=== WHAT IS REQUIRED ===
Quote each of the following lines word for word, changing nothing.

[Begin MATERIAL]

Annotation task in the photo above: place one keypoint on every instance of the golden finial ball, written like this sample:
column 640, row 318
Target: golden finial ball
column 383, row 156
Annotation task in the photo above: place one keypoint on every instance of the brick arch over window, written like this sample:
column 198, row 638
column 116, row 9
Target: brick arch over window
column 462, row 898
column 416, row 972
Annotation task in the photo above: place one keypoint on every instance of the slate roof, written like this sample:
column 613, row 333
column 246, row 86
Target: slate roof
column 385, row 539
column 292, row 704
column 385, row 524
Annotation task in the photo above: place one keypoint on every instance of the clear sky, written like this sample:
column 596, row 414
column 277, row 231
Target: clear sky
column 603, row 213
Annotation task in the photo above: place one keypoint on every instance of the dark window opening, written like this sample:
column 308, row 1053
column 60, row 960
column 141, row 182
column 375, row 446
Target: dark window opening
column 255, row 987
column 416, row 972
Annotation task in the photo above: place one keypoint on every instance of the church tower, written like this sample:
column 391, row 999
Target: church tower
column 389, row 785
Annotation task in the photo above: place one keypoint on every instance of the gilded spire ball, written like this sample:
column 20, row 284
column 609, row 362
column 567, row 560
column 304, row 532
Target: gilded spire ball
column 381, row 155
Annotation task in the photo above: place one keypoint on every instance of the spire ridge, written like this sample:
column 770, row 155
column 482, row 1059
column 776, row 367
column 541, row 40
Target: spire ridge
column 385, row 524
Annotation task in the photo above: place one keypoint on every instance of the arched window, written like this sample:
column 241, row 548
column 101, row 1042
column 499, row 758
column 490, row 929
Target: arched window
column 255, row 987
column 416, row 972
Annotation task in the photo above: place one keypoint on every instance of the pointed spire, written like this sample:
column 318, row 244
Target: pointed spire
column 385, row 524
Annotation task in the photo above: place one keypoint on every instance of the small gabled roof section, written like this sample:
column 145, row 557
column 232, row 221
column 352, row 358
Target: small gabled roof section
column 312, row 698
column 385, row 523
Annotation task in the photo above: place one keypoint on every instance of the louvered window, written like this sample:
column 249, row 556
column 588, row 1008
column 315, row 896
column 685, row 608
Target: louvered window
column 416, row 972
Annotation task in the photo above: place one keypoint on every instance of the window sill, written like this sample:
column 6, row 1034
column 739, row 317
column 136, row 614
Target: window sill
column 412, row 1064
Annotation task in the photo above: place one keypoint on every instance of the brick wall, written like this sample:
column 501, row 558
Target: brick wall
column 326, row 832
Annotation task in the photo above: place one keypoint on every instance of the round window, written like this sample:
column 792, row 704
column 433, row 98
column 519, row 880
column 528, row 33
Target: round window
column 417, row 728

[End MATERIAL]

=== CORRECT ANSWER ===
Annotation task in the photo above: place one keypoint on every instance of the golden finial ball, written like this sample:
column 640, row 318
Target: golden finial ball
column 383, row 156
Annotation task in the photo above: place one keypoint on every instance of the brick arch over window, written like this sample:
column 198, row 638
column 116, row 9
Target: brick arch over window
column 462, row 898
column 416, row 972
Annotation task in the photo above: place one keypoint on every instance of the slate roof, written like this sample:
column 613, row 333
column 246, row 86
Target: slate roof
column 385, row 539
column 292, row 704
column 385, row 524
Annotation task in the photo above: place one keypoint on every instance of the clear sky, written like this sample:
column 596, row 414
column 277, row 231
Target: clear sky
column 603, row 213
Annotation task in the photo above: place one keypoint on every instance of the dark window opening, written like this sample:
column 308, row 1053
column 60, row 960
column 141, row 182
column 375, row 446
Target: dark window opening
column 255, row 987
column 416, row 972
Annotation task in the photo above: place one keypoint on every instance of the church tower, written like this sample:
column 391, row 999
Target: church tower
column 389, row 785
Annotation task in the photo above: place one keypoint on every instance of the gilded spire ball, written like this sample:
column 20, row 284
column 609, row 362
column 567, row 560
column 304, row 532
Target: gilded spire ball
column 381, row 155
Annotation task in the photo above: place one keypoint on every instance of the spire ridge, written like this sample:
column 770, row 155
column 482, row 1059
column 776, row 367
column 541, row 40
Target: spire ridge
column 385, row 524
Annotation task in the photo above: place one keypoint on every instance of the arched window, written like this sample:
column 241, row 548
column 101, row 1042
column 499, row 758
column 490, row 929
Target: arched window
column 255, row 987
column 416, row 972
Annotation task in the photo above: place one keypoint on every instance of the pointed spire, written like this sample:
column 318, row 244
Target: pointed spire
column 385, row 524
Annotation task in the photo above: place one keypoint on every instance of the small gabled roof section, written like this sample:
column 145, row 557
column 232, row 221
column 352, row 358
Target: small gabled roof section
column 312, row 698
column 385, row 523
Annotation task in the photo above: place one keypoint on every instance of the louvered window, written like this sample:
column 249, row 556
column 588, row 1008
column 315, row 896
column 685, row 608
Target: louvered window
column 416, row 972
Annotation task in the photo above: place one keypoint on every instance of the window sill, written like this sample:
column 6, row 1034
column 739, row 317
column 136, row 614
Target: window sill
column 412, row 1064
Annotation task in the photo above: place one keypoint on every instance of the brick wall, written like this sample:
column 501, row 558
Target: brick wall
column 326, row 832
Annotation task in the photo above: place one keypoint on every instance of the round window, written like this sample:
column 792, row 704
column 433, row 98
column 519, row 880
column 528, row 33
Target: round window
column 417, row 728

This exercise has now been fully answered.